### TASK PROMPT
In the material below, find every line with "outline" and pull it out.

### DATASET RECORDS
%%
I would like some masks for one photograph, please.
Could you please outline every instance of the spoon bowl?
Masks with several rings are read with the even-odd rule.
%%
%%
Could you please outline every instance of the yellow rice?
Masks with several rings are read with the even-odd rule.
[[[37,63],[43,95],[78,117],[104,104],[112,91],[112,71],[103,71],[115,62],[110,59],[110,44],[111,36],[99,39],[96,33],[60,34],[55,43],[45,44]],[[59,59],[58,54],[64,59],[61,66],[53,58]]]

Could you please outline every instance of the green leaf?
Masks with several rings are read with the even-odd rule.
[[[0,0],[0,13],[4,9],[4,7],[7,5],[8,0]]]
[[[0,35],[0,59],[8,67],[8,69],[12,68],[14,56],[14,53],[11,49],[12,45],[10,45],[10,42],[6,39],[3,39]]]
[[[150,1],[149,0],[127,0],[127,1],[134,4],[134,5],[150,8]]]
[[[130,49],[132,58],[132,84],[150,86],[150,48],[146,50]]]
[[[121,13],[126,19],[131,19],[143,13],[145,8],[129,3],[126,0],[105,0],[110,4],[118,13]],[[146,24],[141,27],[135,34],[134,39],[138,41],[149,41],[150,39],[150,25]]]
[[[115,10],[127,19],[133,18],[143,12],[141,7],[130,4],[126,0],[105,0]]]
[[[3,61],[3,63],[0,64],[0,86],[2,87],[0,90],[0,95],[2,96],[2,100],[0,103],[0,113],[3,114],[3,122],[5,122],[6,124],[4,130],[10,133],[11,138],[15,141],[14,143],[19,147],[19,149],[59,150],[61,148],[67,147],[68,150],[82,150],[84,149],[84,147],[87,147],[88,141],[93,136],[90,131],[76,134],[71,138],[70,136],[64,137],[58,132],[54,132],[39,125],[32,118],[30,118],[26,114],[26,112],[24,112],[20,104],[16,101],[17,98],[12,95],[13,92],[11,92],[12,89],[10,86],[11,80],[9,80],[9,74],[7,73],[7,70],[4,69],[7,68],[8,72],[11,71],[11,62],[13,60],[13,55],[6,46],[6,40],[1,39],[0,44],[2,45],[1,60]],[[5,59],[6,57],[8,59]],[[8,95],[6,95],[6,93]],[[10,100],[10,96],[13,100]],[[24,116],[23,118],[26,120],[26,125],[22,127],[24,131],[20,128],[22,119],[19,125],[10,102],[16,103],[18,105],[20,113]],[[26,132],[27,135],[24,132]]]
%%
### OUTPUT FOR THIS EXERCISE
Could you please outline every instance of the spoon bowl?
Could you please outline every instance of the yellow rice?
Could you please outline every instance of the green leaf?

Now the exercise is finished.